- WRITTEN TASK -
Put the lines of the items below, starting with the line containing "Query: neck" and continuing through the final line of the items, into a JSON list of strings, one string per line. Include no other lines, and leave out any blank lines.

Dataset items about object locations
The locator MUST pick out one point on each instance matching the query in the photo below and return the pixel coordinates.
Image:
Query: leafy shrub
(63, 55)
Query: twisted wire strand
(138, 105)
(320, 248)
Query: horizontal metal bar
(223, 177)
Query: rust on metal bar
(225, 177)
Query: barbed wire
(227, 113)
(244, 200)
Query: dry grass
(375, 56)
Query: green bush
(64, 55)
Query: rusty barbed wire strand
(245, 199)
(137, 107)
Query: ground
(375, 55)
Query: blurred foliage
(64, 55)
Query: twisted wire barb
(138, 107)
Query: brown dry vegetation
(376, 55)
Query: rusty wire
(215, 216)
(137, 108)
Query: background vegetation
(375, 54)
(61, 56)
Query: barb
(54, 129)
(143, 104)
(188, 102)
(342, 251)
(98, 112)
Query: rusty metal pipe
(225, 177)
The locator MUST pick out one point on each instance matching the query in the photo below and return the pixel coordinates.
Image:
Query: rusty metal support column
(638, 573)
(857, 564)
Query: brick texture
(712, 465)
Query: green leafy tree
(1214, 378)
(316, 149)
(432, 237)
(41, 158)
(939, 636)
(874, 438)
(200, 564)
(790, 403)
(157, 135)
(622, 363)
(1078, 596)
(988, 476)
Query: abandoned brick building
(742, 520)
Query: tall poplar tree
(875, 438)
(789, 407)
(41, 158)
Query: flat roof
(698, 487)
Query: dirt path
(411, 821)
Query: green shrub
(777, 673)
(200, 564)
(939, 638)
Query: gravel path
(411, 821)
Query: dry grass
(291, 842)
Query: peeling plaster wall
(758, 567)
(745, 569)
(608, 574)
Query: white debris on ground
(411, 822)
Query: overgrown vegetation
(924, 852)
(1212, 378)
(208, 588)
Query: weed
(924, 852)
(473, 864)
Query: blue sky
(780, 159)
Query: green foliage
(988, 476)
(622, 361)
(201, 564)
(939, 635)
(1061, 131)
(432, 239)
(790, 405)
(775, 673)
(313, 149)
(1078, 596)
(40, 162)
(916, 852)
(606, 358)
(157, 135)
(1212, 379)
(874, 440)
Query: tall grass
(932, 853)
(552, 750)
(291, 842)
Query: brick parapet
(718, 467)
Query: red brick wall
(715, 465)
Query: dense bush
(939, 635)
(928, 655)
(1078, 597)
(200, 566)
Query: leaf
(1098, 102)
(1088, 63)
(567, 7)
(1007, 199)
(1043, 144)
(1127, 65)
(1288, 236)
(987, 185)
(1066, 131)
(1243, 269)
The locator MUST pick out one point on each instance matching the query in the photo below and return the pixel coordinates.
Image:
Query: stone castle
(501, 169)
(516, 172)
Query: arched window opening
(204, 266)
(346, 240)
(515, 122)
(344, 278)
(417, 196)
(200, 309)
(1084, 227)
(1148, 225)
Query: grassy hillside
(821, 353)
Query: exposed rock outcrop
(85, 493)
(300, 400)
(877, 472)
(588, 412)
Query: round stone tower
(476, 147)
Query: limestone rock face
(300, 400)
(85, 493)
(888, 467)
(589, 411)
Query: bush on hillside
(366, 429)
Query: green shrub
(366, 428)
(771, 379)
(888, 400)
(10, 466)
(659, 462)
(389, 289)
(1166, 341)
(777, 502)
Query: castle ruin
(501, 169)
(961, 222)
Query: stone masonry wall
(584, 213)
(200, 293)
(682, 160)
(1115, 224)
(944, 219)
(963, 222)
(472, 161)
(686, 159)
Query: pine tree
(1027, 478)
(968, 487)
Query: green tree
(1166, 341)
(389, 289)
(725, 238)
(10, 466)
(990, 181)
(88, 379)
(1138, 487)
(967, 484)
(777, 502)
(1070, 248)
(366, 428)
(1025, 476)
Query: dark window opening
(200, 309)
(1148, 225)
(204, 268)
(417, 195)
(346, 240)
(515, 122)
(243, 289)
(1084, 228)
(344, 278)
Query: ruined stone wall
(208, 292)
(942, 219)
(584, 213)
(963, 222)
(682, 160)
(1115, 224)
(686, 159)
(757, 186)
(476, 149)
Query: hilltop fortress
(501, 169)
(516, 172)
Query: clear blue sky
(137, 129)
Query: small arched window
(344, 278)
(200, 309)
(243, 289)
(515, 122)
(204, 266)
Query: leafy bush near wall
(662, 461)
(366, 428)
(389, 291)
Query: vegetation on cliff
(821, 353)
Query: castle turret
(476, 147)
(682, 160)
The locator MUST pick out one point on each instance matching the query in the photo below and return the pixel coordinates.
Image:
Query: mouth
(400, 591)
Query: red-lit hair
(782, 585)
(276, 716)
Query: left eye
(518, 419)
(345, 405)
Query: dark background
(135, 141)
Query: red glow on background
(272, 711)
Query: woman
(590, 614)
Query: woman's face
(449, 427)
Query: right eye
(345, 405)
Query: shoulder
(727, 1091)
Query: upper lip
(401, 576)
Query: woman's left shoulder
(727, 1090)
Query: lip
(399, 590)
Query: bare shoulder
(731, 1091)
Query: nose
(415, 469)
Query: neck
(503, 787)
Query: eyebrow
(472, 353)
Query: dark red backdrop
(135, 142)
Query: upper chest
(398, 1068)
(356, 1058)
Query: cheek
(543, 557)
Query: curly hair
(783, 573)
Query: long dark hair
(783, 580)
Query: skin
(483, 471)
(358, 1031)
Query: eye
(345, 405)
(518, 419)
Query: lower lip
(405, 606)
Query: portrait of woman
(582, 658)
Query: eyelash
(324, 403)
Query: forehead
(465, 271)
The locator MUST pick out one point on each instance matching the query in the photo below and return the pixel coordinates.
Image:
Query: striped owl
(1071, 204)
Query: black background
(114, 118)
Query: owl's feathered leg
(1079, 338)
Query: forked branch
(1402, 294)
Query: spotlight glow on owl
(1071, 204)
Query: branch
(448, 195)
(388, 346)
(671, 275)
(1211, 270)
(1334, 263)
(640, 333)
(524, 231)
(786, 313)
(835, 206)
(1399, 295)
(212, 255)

- OUTPUT OF THE EXERCISE -
[
  "Query: neck",
  "(503, 787)",
  "Query: eyebrow",
  "(472, 353)",
  "Query: dark red backdrop",
  "(135, 142)",
  "Query: upper chest",
  "(398, 1068)",
  "(356, 1058)",
  "Query: cheek",
  "(543, 557)",
  "Query: curly hair",
  "(783, 573)",
  "Query: long dark hair",
  "(783, 580)",
  "Query: skin",
  "(483, 471)",
  "(358, 1031)",
  "Query: eye",
  "(345, 405)",
  "(518, 419)",
  "Query: lower lip",
  "(405, 606)",
  "Query: portrait of woman",
  "(582, 658)",
  "Query: eyelash",
  "(324, 403)",
  "Query: forehead",
  "(465, 271)",
  "The locator MUST pick out one point on each instance matching the query in the photo below and return the pixel coordinates.",
  "Image:",
  "Query: striped owl",
  "(1071, 204)",
  "Query: black background",
  "(114, 118)",
  "Query: owl's feathered leg",
  "(1079, 338)",
  "Query: forked branch",
  "(1402, 294)",
  "Query: spotlight glow on owl",
  "(1071, 204)",
  "Query: branch",
  "(448, 195)",
  "(388, 346)",
  "(671, 275)",
  "(1211, 270)",
  "(1334, 263)",
  "(640, 333)",
  "(524, 231)",
  "(786, 313)",
  "(835, 206)",
  "(1399, 295)",
  "(212, 255)"
]